Excerpted text >>
Telltale Sign #2: Messages Marked as Read (That You Didn’t Read)

Another technique we saw was attackers marking email messages as unread after opening them to bring the mailbox back to its original condition. Following is an example from a Yandex email log (Figure 4). Yandex is an email provider and search engine used in Russia, the Ukraine, Belarus, Kazakhstan and Turkey (their search engine has about a 65% market share in Russia). It’s used as an example here as other mail providers (such as Gmail, Yahoo and Microsoft Hotmail/Outlook) don’t contain activity logs for read/unread messages. This type of strange read/unread email activity indicates a hacker has been in the account.

email messages marked as unread 4

Figure 4: Examples in a Yandex activity log of a perpetrator marking email messages as unread after opening them.

Telltale Sign #3: Sent Items (You Didn’t Send) and Delivery Failure Notification Messages

Thirteen percent of attackers deleted emails they sent from compromised accounts (such as those sent to launch a new phishing campaign) as well as the failure notification messages, which inform the sender about the inability to deliver a message. These emails are typical when using the account for spamming purposes when the email provider identifies the spamming attempt and blocks the burst of spam emails. Of course, if 13% deleted sent items and failure notifications, then the vast majority—87%—did not and left evidence behind that they hacked the account.

[Location labeling records]
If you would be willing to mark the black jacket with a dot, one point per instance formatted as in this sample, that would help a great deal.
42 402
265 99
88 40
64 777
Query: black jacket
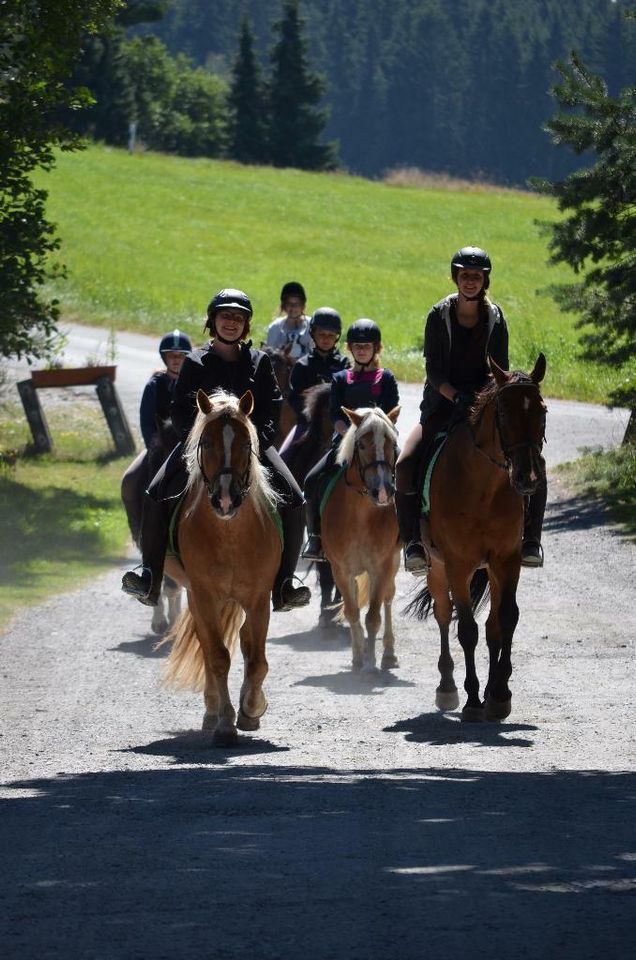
309 371
203 369
437 348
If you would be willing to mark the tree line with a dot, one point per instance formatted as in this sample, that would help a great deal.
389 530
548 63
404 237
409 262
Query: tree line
461 88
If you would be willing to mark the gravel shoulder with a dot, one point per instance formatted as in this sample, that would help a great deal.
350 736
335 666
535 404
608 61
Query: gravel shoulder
359 822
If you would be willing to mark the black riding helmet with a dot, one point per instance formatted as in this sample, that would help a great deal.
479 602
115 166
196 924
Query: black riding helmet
471 258
175 341
230 299
325 318
293 289
364 331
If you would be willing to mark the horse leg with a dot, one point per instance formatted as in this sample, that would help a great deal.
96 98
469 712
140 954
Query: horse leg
500 628
325 578
159 623
252 701
172 591
220 716
349 590
446 696
468 633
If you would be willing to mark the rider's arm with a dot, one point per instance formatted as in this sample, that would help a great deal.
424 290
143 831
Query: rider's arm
147 411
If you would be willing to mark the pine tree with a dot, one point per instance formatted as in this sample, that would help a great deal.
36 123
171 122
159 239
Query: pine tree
248 141
597 238
296 122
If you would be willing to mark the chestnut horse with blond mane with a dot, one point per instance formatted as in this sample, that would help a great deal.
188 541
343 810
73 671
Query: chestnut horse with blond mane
488 465
360 535
229 548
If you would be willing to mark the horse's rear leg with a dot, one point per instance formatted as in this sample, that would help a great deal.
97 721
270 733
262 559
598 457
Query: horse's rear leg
253 703
500 628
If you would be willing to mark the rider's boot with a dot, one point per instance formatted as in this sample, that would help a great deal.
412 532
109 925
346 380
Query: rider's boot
286 596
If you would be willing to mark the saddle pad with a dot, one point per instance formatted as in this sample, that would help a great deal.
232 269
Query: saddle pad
432 454
333 480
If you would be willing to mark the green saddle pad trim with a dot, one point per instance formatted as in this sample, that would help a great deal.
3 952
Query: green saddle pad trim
172 549
439 439
333 480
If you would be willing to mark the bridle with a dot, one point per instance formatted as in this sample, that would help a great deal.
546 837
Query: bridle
212 483
499 426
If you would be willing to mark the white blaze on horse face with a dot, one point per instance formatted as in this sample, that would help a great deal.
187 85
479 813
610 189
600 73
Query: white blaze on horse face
379 437
226 478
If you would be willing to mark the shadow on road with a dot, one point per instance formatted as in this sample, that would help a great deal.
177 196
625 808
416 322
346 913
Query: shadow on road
437 729
240 860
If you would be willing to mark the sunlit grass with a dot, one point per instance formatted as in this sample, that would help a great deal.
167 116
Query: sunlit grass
149 238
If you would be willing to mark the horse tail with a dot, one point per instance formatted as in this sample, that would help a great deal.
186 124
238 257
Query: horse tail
422 604
185 667
362 582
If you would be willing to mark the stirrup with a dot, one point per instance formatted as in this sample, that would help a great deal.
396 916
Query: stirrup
416 559
531 554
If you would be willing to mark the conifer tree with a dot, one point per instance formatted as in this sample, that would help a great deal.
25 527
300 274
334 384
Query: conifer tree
597 237
248 142
296 121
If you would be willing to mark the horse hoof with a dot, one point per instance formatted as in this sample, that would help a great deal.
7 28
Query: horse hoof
389 661
473 715
446 699
225 738
210 722
243 722
497 709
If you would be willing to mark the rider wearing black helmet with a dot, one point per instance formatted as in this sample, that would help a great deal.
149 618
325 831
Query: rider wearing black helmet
291 329
366 385
154 408
226 362
462 330
319 366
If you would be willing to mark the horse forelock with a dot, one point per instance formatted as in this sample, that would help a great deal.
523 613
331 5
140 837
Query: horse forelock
492 389
226 406
372 418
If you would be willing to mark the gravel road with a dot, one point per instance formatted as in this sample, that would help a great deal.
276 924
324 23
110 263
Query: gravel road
359 822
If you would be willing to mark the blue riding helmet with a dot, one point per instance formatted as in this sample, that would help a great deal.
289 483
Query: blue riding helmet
175 341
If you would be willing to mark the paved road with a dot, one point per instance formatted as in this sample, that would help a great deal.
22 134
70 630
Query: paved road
359 822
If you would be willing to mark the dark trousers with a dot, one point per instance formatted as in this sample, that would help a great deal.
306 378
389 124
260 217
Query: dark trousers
408 478
133 485
164 493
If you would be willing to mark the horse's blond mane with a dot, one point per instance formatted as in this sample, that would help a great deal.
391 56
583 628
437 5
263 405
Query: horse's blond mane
261 491
347 447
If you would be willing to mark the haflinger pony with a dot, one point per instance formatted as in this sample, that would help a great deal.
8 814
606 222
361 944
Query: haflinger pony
486 468
360 534
229 548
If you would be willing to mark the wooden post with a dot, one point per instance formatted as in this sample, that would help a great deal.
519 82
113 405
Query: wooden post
115 416
35 416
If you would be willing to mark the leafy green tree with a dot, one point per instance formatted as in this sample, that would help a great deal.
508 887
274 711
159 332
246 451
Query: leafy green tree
40 44
597 237
296 122
247 103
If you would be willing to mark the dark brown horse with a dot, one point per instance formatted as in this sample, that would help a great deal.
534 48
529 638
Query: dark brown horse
304 451
487 467
282 362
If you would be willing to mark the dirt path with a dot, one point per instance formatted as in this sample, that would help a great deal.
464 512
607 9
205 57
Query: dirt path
359 823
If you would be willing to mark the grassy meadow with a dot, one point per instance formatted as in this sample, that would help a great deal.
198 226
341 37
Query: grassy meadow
148 239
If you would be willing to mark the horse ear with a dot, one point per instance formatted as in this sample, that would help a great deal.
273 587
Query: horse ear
203 402
538 372
246 403
351 415
501 376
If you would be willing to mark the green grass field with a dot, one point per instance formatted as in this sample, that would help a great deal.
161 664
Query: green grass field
149 238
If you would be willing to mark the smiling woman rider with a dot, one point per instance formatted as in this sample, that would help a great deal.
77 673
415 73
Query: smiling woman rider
226 362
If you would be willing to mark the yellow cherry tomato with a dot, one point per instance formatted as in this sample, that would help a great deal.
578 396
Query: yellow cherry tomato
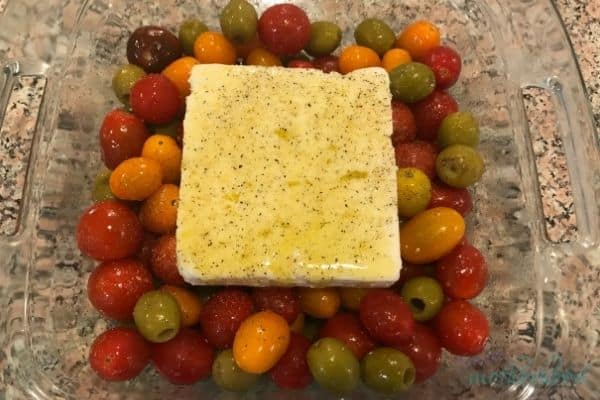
320 302
260 342
298 324
351 297
431 234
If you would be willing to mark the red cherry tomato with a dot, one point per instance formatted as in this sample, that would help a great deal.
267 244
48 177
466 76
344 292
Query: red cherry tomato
223 314
109 230
122 136
387 317
417 154
300 64
185 359
445 64
155 99
163 260
424 350
291 371
430 112
119 354
283 301
462 328
346 328
284 29
405 128
446 196
115 286
327 64
462 273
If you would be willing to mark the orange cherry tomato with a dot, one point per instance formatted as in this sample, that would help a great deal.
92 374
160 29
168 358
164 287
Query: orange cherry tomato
298 324
188 302
263 57
214 48
351 297
260 342
357 57
319 302
418 38
244 49
135 178
179 72
394 57
164 149
431 234
159 212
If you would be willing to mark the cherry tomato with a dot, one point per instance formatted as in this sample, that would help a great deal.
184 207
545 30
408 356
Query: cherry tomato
443 195
163 260
261 341
387 317
431 234
115 286
424 350
327 64
284 29
417 154
155 99
445 64
462 328
462 273
136 178
189 304
223 314
122 136
346 328
320 302
291 371
351 297
405 128
300 64
418 38
357 57
109 230
431 111
185 359
119 354
283 301
260 56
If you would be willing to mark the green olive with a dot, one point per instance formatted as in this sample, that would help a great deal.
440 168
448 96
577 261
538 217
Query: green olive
124 79
424 296
387 370
411 82
333 365
311 327
157 316
414 191
188 32
227 375
238 21
101 190
458 128
459 166
325 37
375 34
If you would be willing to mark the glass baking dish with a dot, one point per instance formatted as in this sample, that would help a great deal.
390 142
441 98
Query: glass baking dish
540 296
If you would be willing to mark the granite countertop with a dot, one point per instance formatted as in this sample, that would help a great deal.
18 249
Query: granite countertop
582 22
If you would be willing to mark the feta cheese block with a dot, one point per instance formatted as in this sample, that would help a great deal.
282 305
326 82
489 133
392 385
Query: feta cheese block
288 178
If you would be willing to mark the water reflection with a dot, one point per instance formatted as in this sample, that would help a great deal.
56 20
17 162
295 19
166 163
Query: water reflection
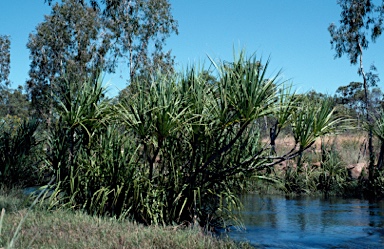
279 222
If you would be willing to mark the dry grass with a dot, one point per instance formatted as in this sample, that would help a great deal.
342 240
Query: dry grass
65 229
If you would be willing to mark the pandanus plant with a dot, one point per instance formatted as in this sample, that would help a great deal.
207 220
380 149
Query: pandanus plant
180 148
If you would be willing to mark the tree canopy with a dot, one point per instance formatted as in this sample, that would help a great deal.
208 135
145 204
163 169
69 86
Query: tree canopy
5 59
79 40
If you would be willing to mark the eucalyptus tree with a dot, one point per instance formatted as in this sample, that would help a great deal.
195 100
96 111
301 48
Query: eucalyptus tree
5 59
67 44
360 19
138 30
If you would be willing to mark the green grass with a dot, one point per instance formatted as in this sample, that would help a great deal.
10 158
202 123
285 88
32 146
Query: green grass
68 229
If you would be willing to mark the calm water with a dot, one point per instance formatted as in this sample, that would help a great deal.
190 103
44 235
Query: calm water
279 222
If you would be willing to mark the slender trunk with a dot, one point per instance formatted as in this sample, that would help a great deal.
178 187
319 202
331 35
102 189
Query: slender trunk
371 167
380 161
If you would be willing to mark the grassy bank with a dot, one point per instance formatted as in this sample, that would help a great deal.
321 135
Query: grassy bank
335 165
68 229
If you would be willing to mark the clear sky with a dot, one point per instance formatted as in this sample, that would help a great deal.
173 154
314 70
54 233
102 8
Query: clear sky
292 33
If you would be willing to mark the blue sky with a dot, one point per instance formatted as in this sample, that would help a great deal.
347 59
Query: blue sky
292 33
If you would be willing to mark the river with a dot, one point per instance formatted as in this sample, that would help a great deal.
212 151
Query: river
308 222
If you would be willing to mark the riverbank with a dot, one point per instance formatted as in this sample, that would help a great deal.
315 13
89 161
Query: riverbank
69 229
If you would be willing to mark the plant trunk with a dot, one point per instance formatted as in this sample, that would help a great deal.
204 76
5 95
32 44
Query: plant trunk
371 166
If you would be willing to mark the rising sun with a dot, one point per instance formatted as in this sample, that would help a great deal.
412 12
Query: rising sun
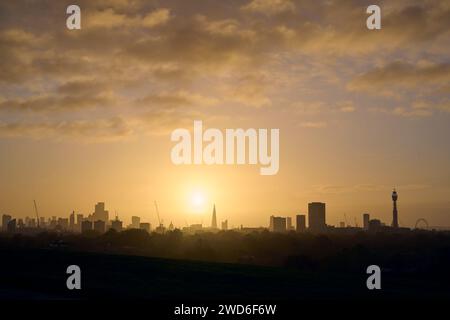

Problem description >> Could you carry on the text on telltale signs of a hacked email account, picking up right after its final sentence?

Answer to this exercise >>
Protecting Accounts

Despite the various actions attackers used for covering their tracks, many of them left considerable traces in the hacked accounts, showing that in some ways hackers are no different than their victims. Users can be lax when it comes to security awareness and get themselves in trouble by not being more attentive of their actions. Hackers can be sloppy too—their lack of attention can alert a victim that their account has been compromised.

If an account has been compromised, the first course of action should be to change the password. Two-factor authentication remains the tool of choice for protecting accounts from takeover, or at least a recovery email or phone number to be immediately alerted to alternative accounts/devices about possible threats to the account’s security. However, being watchful for attack hints like suspicious items in the sent items or trash folders, suspicious sign-in messages and messages marked as read which users don’t remember reading, can lead to early detection of account takeover and give the victim the opportunity to take back control of their account.”